:: RECORDS SHOWN ::

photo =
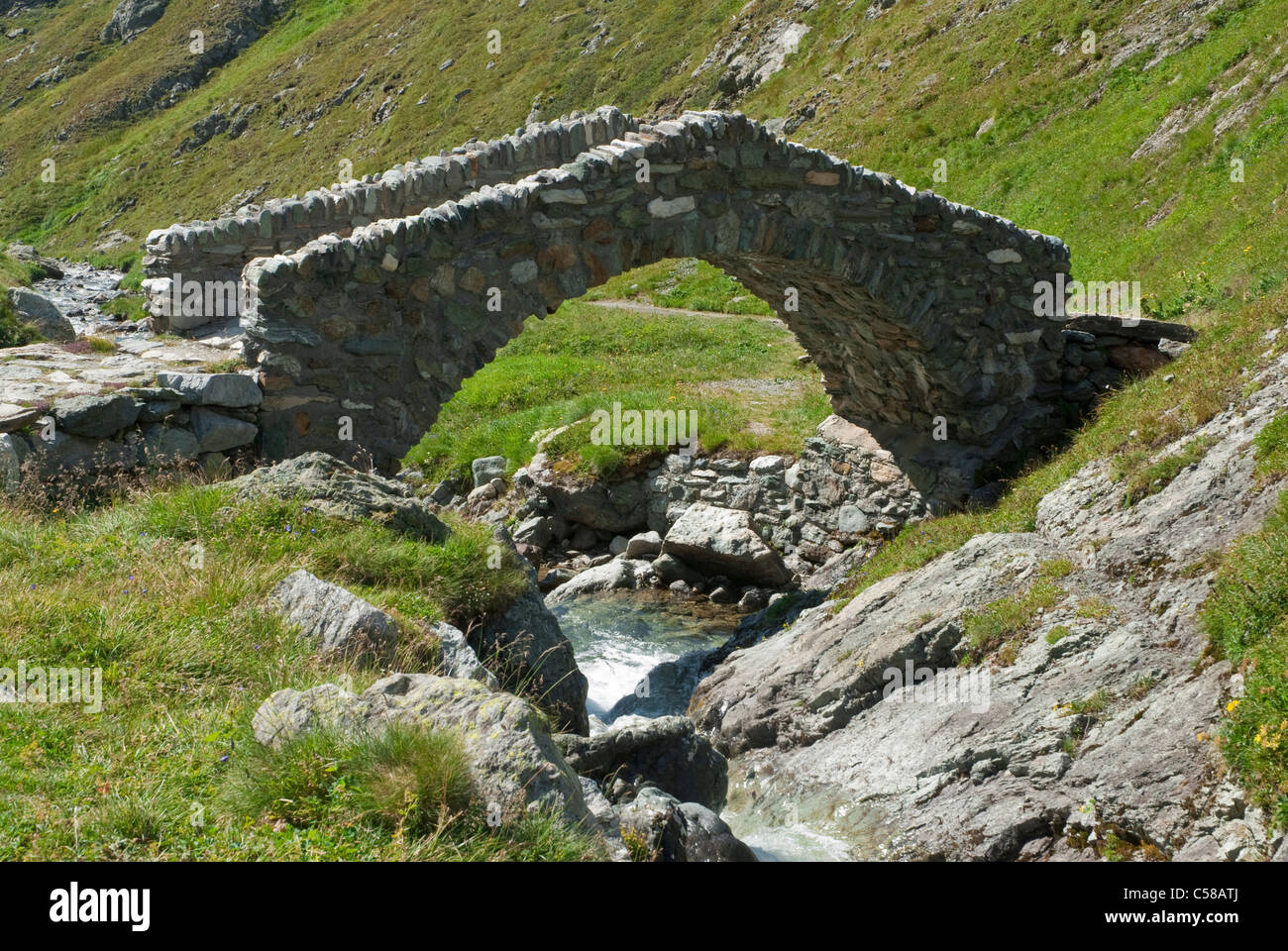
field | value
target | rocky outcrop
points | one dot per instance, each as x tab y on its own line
1086	716
515	762
665	752
668	830
340	491
42	313
531	655
724	541
338	622
458	659
619	574
132	17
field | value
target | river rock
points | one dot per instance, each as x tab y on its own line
514	759
1009	758
340	624
613	575
619	508
665	752
669	569
458	659
644	545
722	541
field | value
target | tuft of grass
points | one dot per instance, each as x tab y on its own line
1149	478
1245	619
1270	450
162	590
684	283
1055	569
400	792
737	373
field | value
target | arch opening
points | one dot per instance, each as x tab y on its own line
914	308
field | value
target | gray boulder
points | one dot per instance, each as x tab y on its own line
13	451
674	831
132	17
724	541
644	545
95	416
668	753
43	315
610	577
456	656
235	390
669	569
515	763
217	432
618	506
487	468
340	624
340	491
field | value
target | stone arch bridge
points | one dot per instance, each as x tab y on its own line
374	300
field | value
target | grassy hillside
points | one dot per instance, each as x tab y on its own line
897	93
1125	151
188	652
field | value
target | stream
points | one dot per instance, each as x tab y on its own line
640	652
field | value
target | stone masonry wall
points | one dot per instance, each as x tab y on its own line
220	249
913	307
185	418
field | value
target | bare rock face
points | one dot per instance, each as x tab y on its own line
339	622
339	489
861	719
43	315
515	762
722	541
132	17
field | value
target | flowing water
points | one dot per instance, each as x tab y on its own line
640	652
619	637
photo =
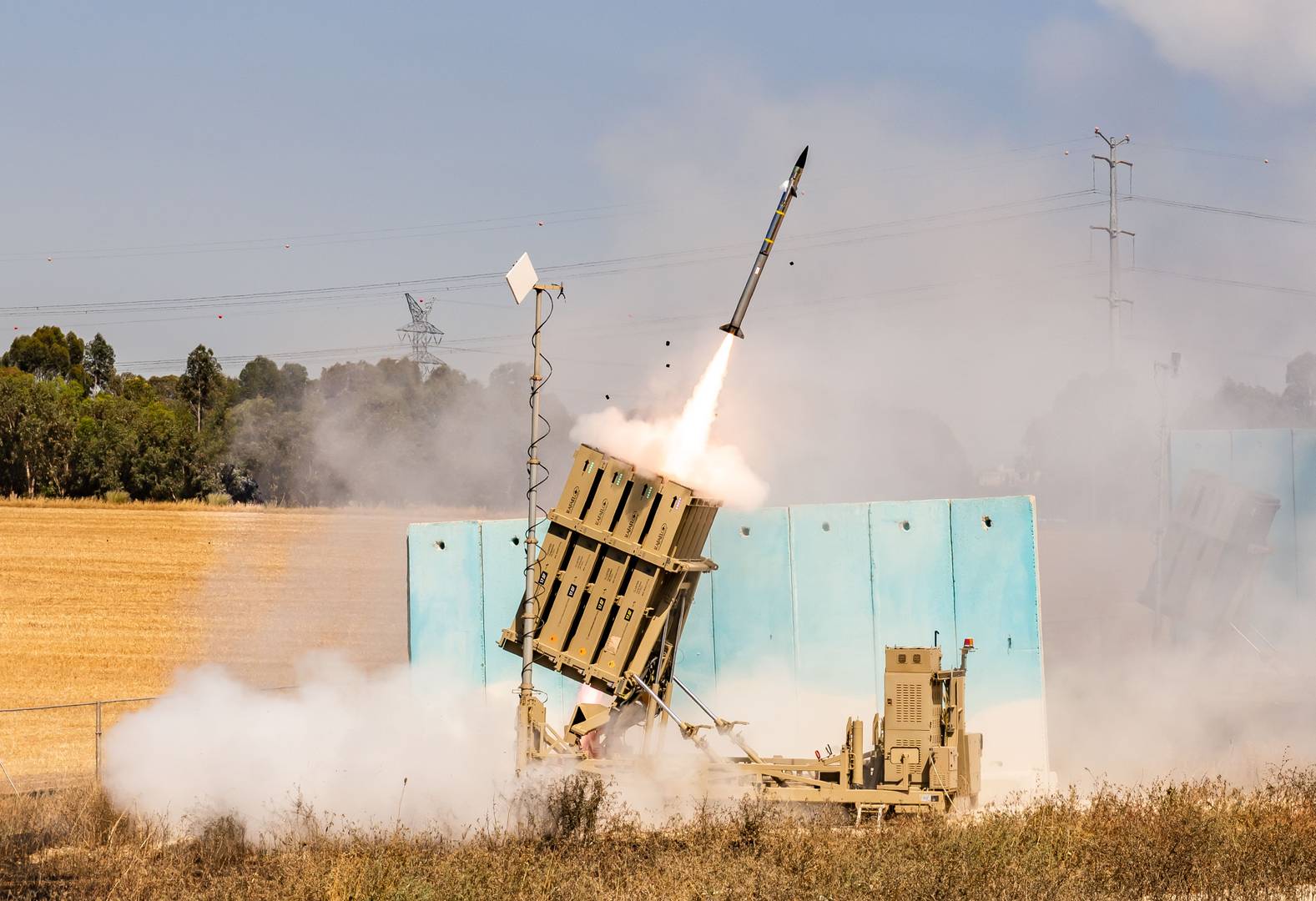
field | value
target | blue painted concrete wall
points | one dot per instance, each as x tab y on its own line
1279	462
804	596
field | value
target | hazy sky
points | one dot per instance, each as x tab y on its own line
155	153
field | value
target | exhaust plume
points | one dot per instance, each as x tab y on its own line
681	446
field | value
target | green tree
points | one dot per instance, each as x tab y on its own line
48	353
37	422
202	382
162	466
292	385
258	379
100	362
105	442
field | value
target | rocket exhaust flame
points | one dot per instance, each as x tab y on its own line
688	438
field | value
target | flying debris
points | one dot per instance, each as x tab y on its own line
789	189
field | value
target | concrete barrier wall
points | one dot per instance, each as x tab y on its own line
1279	462
789	632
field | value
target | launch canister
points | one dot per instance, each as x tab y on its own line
789	191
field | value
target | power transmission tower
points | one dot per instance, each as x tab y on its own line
1113	232
423	335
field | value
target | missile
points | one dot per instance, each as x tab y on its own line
789	191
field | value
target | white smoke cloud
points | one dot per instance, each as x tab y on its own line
720	471
342	745
1263	45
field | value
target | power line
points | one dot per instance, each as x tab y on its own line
497	223
640	325
1203	152
583	269
1113	230
1225	211
330	237
1228	283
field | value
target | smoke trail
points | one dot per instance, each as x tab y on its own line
688	440
681	446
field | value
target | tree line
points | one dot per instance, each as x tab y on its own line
73	425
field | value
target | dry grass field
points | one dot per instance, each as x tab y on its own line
107	602
1199	839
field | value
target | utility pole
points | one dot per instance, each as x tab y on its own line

:::

• [YOUR GOAL]
Quote all the records verbatim, dropping any pictures from your copy.

• [ANSWER BELOW]
photo =
field | value
target | rocky outcrop
points | one dot per instance, each as x tab y on its own line
1086	716
515	762
665	752
668	830
340	491
42	313
531	655
724	541
338	622
458	659
619	574
132	17
field | value
target | river rock
points | one dot per instance, each as x tab y on its own line
514	759
1009	758
340	624
613	575
619	508
665	752
669	569
458	659
644	545
722	541
field | value
target | tuft of grass
points | one dot per instance, each as x tab y on its own line
1149	478
1245	619
1270	450
162	590
684	283
1055	569
400	792
737	373
field | value
target | arch opening
points | one dot per instance, each as x tab y on its own line
914	308
field | value
target | gray boulder
points | one dot per instance, each as x tab y on its own line
13	451
674	831
132	17
724	541
644	545
95	416
668	753
43	315
610	577
456	656
235	390
669	569
515	763
217	432
618	506
487	468
340	624
340	491
field | value
target | stone arch bridge
points | one dot per instance, each as x tab y on its own line
374	300
field | value
target | grassy hillside
points | one dot per instance, each as x tab y on its own line
897	93
1125	151
188	652
field | value
target | stream
points | one dot per instance, each as x tab y on its own line
640	652
field | value
target | stone masonry wall
points | one dot per instance, each as x tab y on its own line
220	249
913	307
185	418
field | value
target | bare rock face
points | one dot per instance, each as x tab y on its own line
339	622
339	489
861	719
43	315
515	762
722	541
132	17
field | value
target | flowing water
points | one dot per instance, each as x tab y on its own line
640	652
619	637
photo =
field | value
target | blue painted concrete wall
points | one dot per instance, each as x tab y on its own line
1279	462
804	596
field | value
target | hazy sky
points | one dot per instance, each as x tab y on its own line
155	153
field | value
target | exhaust plume
points | one dot per instance, each as x tab y on its own line
681	446
field | value
target | green tree
points | one dot per instance, each as x tab y on its own line
48	353
37	422
202	382
162	466
292	385
258	379
100	362
105	442
field | value
target | rocket exhaust flame
points | one dot per instance, each as x tab y on its own line
688	438
field | value
target | flying debris
points | one dot per instance, each as x tab y on its own line
789	189
field | value
target | concrete barrier wall
points | one dot per instance, each as x tab y on its own line
1279	462
789	632
field | value
target | launch canister
points | one dot per instance, each as x tab y on its own line
789	191
field | value
target | power transmission tower
points | one dot per instance, each as x tab y on its own line
1113	232
423	335
field | value
target | missile
points | one dot per instance, each as x tab y on its own line
789	191
field | value
target | white smoke cloud
points | one dot per instance, each as x tab y on its own line
720	471
342	745
1263	45
field | value
target | power line
points | one dot per instance, each as x tab y on its own line
497	223
640	325
1203	152
583	269
1113	230
1225	211
330	237
1228	283
field | value
target | smoke trail
points | one dot per instance, each as x tab y on its own line
688	440
681	446
field | value
target | tree line
points | one dot per instance, each as x tab y on its own line
73	425
field | value
target | dry grass field
points | one dot per instance, each as x tab y on its own line
107	602
1199	839
field | value
target | utility pole
points | one dot per instance, each as x tab y on its own line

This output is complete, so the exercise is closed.